Work instructions:
a – In the entries, could you edit the part that opens with the line containing "written like (606,37)." and closes with the line containing "Target: tree shadow on grass", swapping "shadow" for "shade" and leaving everything else unchanged? Return only those lines.
b – Can you pick up the passage on the Buddhist scriptures after its last sentence and keep it going?

Supplied passage:
The development of right understanding of what is real in the ultimate -sense is the only way leading to the eradication of defilements. When we study the scriptures, no matter whether it is the Vinaya, the Book of Discipline for the monks, the Suttanta or Discourses, or the Abhidhamma, we should never forget this goal. The Vinaya contains rules and guidelines for the monk's behavior, which can help him to reach perfection, the state of the Arahat, who has eradicated all defilements. The Suttanta or Suttas are discourses of the Buddha to people of different levels of understanding at different places. In these discourses the Buddha speaks about birth, old age, sickness and death. He speaks about the suffering in the world and the cause of all suffering which is craving. He explains what is unwholesome and what is wholesome or beneficial, he points out the danger of defilements and the way to eradicate them by the development of understanding of all that is real. The Abhidhamma contains the description of all mental phenomena and physical phenomena of our life, their different conditioning factors and the way they are related to each other.

Given records:
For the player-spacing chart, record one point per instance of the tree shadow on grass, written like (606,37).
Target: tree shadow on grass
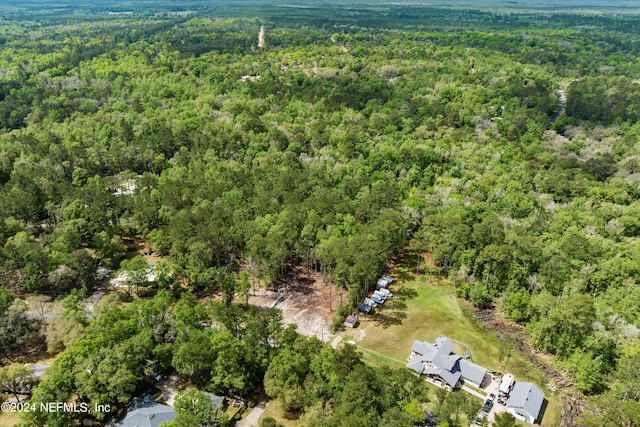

* * *

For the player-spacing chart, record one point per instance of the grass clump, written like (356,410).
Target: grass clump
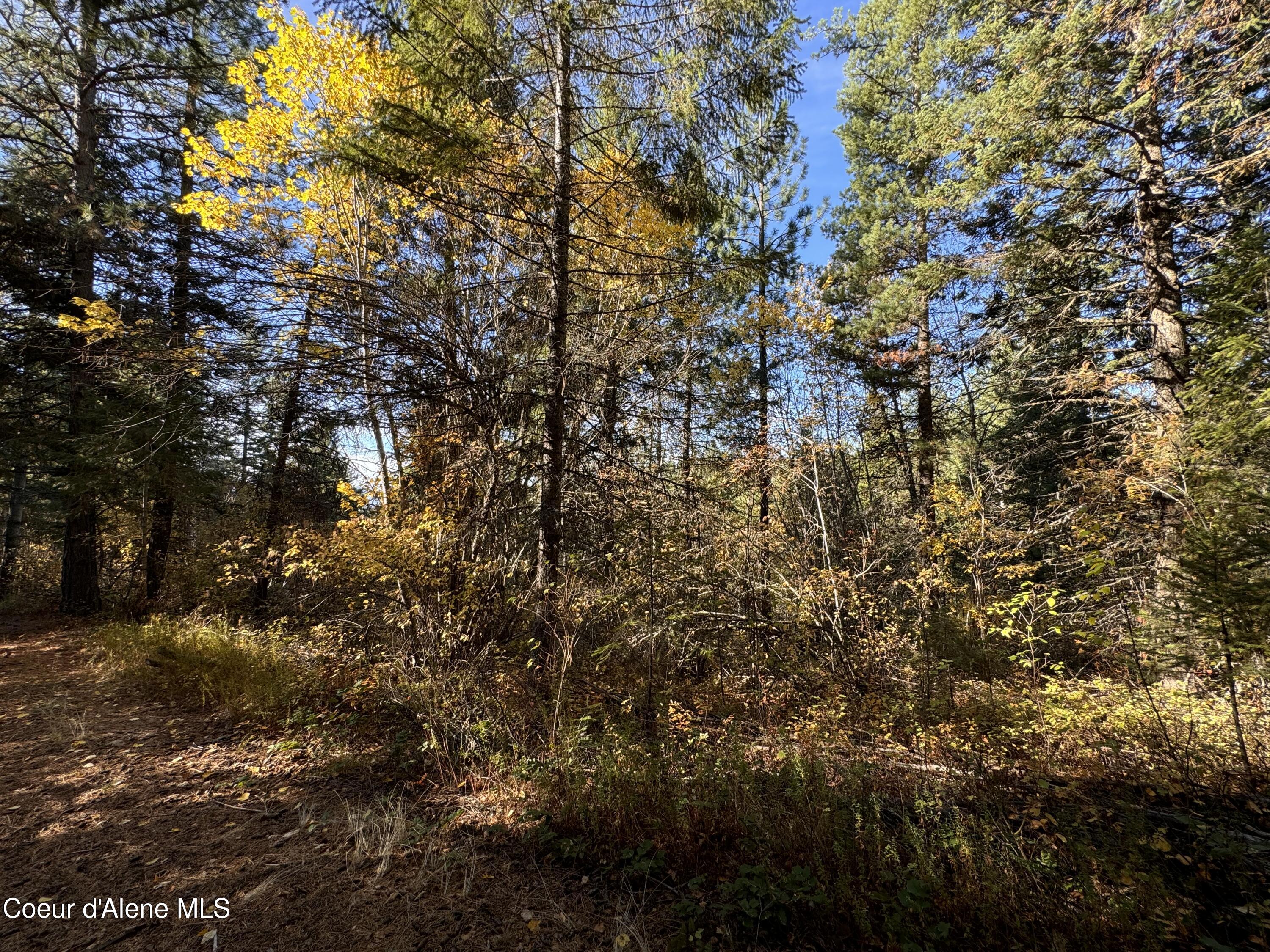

==

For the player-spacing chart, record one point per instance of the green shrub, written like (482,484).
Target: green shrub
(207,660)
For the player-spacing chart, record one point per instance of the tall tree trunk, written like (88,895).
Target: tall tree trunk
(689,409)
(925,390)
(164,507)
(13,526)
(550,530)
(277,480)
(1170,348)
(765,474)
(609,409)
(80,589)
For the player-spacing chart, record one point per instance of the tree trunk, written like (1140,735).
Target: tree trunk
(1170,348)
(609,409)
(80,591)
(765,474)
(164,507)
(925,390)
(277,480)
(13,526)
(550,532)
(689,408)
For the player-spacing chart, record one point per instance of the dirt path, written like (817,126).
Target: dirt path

Expected answers:
a –
For the player-spacing chart, record one point per instance of the tree shade on grass, written like (606,37).
Target: tree shade on grass

b –
In the Abhidhamma all paramattha Dhammas, ultimate realities, are enumerated and classified in detail, but also in the Suttas the Buddha explained about paramattha Dhammas, about nama and rupa, in order to help people to gain understanding. The Suttas are mostly, but not entirely, in terms of conventional language. The Buddha knew the different accumulated inclinations of people and thus he chose the wording best suited to the persons addressed. He spoke to monks, laypeople, Brahmins and philosophers who adhered to other beliefs. He made use of parables or of examples of events in daily life in order to help people to understand paramattha Dhammas. Right understanding of paramattha Dhammas should be developed in order to eliminate wrong view of realities. The study of the Abhidhamma helps us to have more understanding of what the Buddha taught in the Suttas.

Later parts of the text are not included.